▸ Directions for this task
Will you output the entries below exactly, skipping every image they contain?

##### Extracted material #####

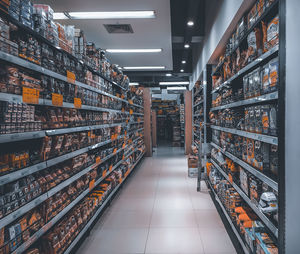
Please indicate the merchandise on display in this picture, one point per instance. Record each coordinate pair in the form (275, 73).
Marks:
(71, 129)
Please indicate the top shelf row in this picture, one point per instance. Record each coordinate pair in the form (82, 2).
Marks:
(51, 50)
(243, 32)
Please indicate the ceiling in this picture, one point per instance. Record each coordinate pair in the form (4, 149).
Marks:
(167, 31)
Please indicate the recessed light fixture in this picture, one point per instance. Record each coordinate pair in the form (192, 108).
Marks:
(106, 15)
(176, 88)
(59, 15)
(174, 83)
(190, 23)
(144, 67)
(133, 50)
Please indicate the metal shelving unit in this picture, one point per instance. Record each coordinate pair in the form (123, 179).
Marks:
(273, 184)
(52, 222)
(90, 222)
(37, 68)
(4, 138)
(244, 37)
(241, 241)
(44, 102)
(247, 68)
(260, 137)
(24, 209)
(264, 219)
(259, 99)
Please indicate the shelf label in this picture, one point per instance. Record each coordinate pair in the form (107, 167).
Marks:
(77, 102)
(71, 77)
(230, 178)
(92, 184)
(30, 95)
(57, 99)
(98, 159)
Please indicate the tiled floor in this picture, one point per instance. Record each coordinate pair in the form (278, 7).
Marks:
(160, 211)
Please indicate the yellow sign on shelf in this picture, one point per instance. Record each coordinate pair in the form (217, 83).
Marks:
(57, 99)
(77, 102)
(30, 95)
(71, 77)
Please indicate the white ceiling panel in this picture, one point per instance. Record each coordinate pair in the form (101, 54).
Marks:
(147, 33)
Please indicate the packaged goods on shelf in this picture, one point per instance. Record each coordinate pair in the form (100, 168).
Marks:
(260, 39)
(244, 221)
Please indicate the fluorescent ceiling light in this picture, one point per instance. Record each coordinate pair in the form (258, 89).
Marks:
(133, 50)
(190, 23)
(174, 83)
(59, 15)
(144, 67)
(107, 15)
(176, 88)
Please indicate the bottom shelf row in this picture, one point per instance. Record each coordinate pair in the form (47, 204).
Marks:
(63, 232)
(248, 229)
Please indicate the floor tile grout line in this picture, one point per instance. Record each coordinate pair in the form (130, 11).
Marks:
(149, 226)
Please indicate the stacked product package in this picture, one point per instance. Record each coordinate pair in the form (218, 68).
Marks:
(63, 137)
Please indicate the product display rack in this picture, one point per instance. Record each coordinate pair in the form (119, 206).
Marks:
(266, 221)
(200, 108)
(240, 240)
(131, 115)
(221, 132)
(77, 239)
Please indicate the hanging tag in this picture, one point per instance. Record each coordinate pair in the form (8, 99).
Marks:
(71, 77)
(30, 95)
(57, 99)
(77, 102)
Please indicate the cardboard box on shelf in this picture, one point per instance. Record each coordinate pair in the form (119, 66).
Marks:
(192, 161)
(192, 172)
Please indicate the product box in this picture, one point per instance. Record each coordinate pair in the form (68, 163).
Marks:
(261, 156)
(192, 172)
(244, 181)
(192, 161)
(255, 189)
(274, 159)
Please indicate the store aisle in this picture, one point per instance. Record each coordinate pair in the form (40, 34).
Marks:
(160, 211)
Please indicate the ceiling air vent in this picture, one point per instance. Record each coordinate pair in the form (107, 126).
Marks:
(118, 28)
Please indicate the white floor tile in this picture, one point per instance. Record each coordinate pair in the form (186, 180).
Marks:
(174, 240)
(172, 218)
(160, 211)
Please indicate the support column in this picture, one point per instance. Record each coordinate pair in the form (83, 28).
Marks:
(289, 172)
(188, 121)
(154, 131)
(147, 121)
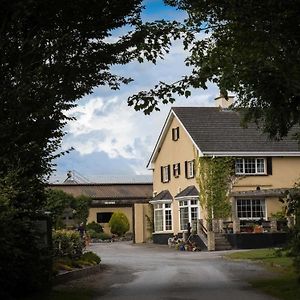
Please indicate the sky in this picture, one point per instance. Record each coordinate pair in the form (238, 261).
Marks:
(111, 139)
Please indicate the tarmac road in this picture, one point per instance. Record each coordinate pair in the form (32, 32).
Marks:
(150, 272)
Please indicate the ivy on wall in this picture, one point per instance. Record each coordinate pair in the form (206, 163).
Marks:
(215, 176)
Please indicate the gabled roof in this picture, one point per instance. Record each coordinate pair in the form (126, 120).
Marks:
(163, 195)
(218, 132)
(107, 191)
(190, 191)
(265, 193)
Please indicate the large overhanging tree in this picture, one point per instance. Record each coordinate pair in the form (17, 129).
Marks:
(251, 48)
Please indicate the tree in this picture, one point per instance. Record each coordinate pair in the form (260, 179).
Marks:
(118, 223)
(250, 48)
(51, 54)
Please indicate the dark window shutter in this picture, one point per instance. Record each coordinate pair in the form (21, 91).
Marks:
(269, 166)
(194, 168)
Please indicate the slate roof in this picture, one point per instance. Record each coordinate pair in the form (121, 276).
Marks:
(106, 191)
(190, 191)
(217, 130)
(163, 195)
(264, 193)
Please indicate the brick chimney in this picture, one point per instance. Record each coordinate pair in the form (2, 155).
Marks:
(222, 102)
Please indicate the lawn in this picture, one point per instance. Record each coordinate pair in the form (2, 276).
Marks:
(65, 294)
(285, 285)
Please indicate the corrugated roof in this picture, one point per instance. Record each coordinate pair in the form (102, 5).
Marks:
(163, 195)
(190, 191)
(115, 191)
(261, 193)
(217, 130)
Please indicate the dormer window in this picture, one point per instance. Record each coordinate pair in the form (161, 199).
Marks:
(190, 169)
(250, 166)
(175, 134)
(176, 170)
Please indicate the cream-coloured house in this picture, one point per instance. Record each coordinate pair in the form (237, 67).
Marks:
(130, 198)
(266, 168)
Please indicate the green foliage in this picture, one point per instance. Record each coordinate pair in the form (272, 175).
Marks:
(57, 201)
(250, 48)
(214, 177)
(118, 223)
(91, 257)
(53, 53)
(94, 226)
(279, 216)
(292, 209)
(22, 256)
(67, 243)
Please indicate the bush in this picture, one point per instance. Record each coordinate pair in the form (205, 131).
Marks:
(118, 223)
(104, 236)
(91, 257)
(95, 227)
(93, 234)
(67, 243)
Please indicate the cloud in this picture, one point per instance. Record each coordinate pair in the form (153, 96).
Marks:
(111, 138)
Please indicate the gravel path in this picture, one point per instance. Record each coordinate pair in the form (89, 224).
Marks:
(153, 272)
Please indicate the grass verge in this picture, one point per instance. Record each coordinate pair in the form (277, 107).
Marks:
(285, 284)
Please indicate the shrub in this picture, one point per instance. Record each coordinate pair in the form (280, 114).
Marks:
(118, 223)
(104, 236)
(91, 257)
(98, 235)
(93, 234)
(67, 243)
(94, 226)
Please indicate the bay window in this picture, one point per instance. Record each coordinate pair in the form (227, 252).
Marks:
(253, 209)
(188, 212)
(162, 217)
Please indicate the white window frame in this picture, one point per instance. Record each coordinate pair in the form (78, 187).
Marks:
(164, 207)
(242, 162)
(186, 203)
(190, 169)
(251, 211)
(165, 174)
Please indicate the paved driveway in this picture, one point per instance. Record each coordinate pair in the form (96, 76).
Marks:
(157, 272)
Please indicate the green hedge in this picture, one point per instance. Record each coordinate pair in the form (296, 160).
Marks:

#####

▸ Complete response
Please indicate the merchandise on display in this picture, one point per instance. Record each coordinate pair in the form (275, 73).
Marks:
(71, 129)
Please indicate the top shelf row in this picture, one point per instance. Record each coordinate pair in the form (82, 2).
Marks:
(51, 50)
(243, 32)
Please indicate the ceiling in this picture, one point per instance. Record each coordinate pair in the form (4, 149).
Marks:
(167, 31)
Please indicate the recessed light fixture in this picture, one point per instance. Record each coordinate pair in the form (192, 108).
Marks:
(106, 15)
(176, 88)
(59, 15)
(174, 83)
(190, 23)
(144, 67)
(133, 50)
Please indicate the metal shelving unit in this picture, one point per instance. Record each coordinate pair in the form (123, 179).
Marks:
(273, 184)
(52, 222)
(90, 222)
(37, 68)
(4, 138)
(244, 37)
(241, 241)
(44, 102)
(247, 68)
(260, 137)
(24, 209)
(264, 219)
(259, 99)
Please indicate the shelf label in this picture, one point per instance. Record each coordinate pair in the form (107, 167).
Marks:
(77, 102)
(71, 77)
(230, 178)
(92, 184)
(30, 95)
(57, 99)
(98, 159)
Please indicate the tiled floor in this picture, one point per instance. Record each coordinate pair in the form (278, 7).
Marks:
(160, 211)
Please indicate the yellow sign on shelf in this picture, one point per instance. Record each coordinate pair in the form (217, 83).
Marks:
(57, 99)
(77, 102)
(30, 95)
(71, 77)
Please indicate the white ceiling panel in this picture, one point per instance. Record each coordinate pair in the form (101, 54).
Marks:
(147, 33)
Please indicate the packaged goods on shelf in this picture, one point per instance. Record each coordinate pair in the form (100, 168).
Marks:
(260, 39)
(244, 221)
Please indicate the fluorescent ceiling light in this picture, one point per instance. Record each coordinate pair in the form (258, 89).
Marks:
(133, 50)
(190, 23)
(174, 83)
(59, 15)
(144, 67)
(107, 15)
(176, 88)
Please indicate the bottom shelf row in this picture, one point per instance. Record each coordinate pair in the form (47, 204).
Marks:
(63, 232)
(248, 229)
Please indicate the floor tile grout line in this picture, one point per instance. Record each coordinate pair in the form (130, 11).
Marks:
(149, 226)
Please indicate the stacked product package in this picture, one point per instance. Record each coordinate pair in the form (218, 68).
Marks:
(63, 137)
Please indicate the product display rack in this picture, one point per instance. Record each coordinate pair in the form (119, 206).
Marks:
(266, 221)
(200, 108)
(240, 240)
(131, 115)
(221, 132)
(77, 239)
Please indicate the hanging tag in this picture, one point per instance. Record each coordinate pair in the form (8, 99).
Marks:
(71, 77)
(30, 95)
(57, 99)
(77, 102)
Please indicate the cardboard box on shelf in this picture, one point per instance. Record each coordinate pair in the form (119, 66).
Marks:
(192, 161)
(192, 172)
Please indicate the product box in this picture, one point per instance. Record each coordinate pair in the form (68, 163).
Marks:
(261, 156)
(192, 172)
(244, 181)
(192, 161)
(255, 189)
(274, 159)
Please indicate the store aisle in this picture, one point per instance. Record each coordinate pair in the form (40, 34).
Marks:
(160, 211)
Please indicate the ceiling air vent in this picture, one point per instance. Record each coordinate pair in the form (107, 126).
Marks:
(118, 28)
Please indicate the white floor tile in this picture, one point per instance. Record each coordinate pair in the form (186, 180).
Marks:
(174, 240)
(172, 218)
(160, 211)
Please indicate the support column in this picture, one point per instance. Record each coordinate pair in the form (83, 28).
Marks:
(289, 172)
(188, 121)
(154, 131)
(147, 121)
Please indicate the sky in this picture, one point per instance. Record each coordinate pair in the form (238, 261).
Marks:
(111, 139)
Please indicate the tarmac road in this picture, one point per instance. Record each coordinate pair in the form (32, 32).
Marks:
(150, 272)
Please indicate the ivy on wall in this picture, one point per instance. Record each coordinate pair in the form (206, 163).
Marks:
(215, 176)
Please indicate the gabled roof in this picture, one point per instance. Record each coordinate pair in the form (126, 120).
Marks:
(163, 195)
(218, 132)
(107, 191)
(190, 191)
(265, 193)
Please indicate the large overhanging tree in this picture, one point per instance. Record each coordinate pair in the form (17, 129).
Marks:
(251, 48)
Please indicate the tree in this picture, one point per instance. Record each coordinate pair in the form (260, 179).
Marks:
(118, 223)
(250, 48)
(51, 54)
Please indicate the dark window shutter in this picture, one point per instance. Record each coordinate pair in the form (21, 91).
Marks:
(269, 166)
(194, 168)
Please indicate the slate roof in this picture, one point per instance. Record each coordinate pair in the form (121, 276).
Marks:
(106, 191)
(190, 191)
(217, 130)
(163, 195)
(264, 193)
Please indicate the brick chimney in this picture, one point per instance. Record each coordinate pair in the form (2, 155).
Marks:
(222, 102)
Please indicate the lawn in this picture, one point per instance. Record each coordinate pair in the form (2, 276).
Marks:
(65, 294)
(285, 285)
Please indicate the corrugated roof in this picture, one point per instance. Record each coordinate pair in the form (102, 5).
Marks:
(163, 195)
(190, 191)
(115, 191)
(261, 193)
(217, 130)
Please indicate the dormer window in this picture, one point per instance. Record each coordinate pair in the form (161, 199).
Marks:
(190, 169)
(250, 166)
(175, 134)
(176, 170)
Please indicate the cream-coloured house in this picture, one point per instance. Record each coordinate pair in the form (237, 67).
Marks:
(130, 198)
(266, 168)
Please indicate the green foliage in this picture, one point per instance. Record each coordinate pair in the form (272, 175).
Marks:
(57, 201)
(250, 48)
(214, 177)
(118, 223)
(91, 257)
(53, 53)
(94, 226)
(279, 216)
(292, 209)
(22, 256)
(67, 243)
Please indicate the bush in this picture, one point per instance. Record each coordinate pair in the form (205, 131).
Marks:
(118, 223)
(104, 236)
(91, 257)
(95, 227)
(93, 234)
(67, 243)
Please indicate the cloud in this picture, one point per instance. Record each coordinate pair in the form (153, 96).
Marks:
(111, 138)
Please indicate the gravel path in this picture, one point per instance. Record each coordinate pair in the form (89, 224).
Marks:
(153, 272)
Please indicate the grass verge in this picture, one point per instance. Record each coordinate pair in the form (277, 107).
Marks:
(285, 284)
Please indicate the shrub in this picture, one point per instance. Record each coordinate pair in the form (280, 114).
Marks:
(118, 223)
(104, 236)
(91, 257)
(98, 235)
(93, 234)
(67, 243)
(94, 226)
Please indicate the bay window in this picture, one point per instance. Record each coordinate pair in the form (227, 252).
Marks:
(253, 209)
(188, 212)
(162, 217)
Please indicate the white window frame in this picture, one point per instance. Record each coordinate pair in the form (78, 187).
Marks:
(164, 207)
(242, 162)
(186, 203)
(190, 169)
(251, 211)
(165, 174)
Please indicate the paved driveway in this picture, one point per instance. Record each coordinate pair in the form (96, 76).
Marks:
(157, 272)
Please indicate the green hedge in this picture, one point per instance. Record each coordinate pair in the form (296, 160).
Marks:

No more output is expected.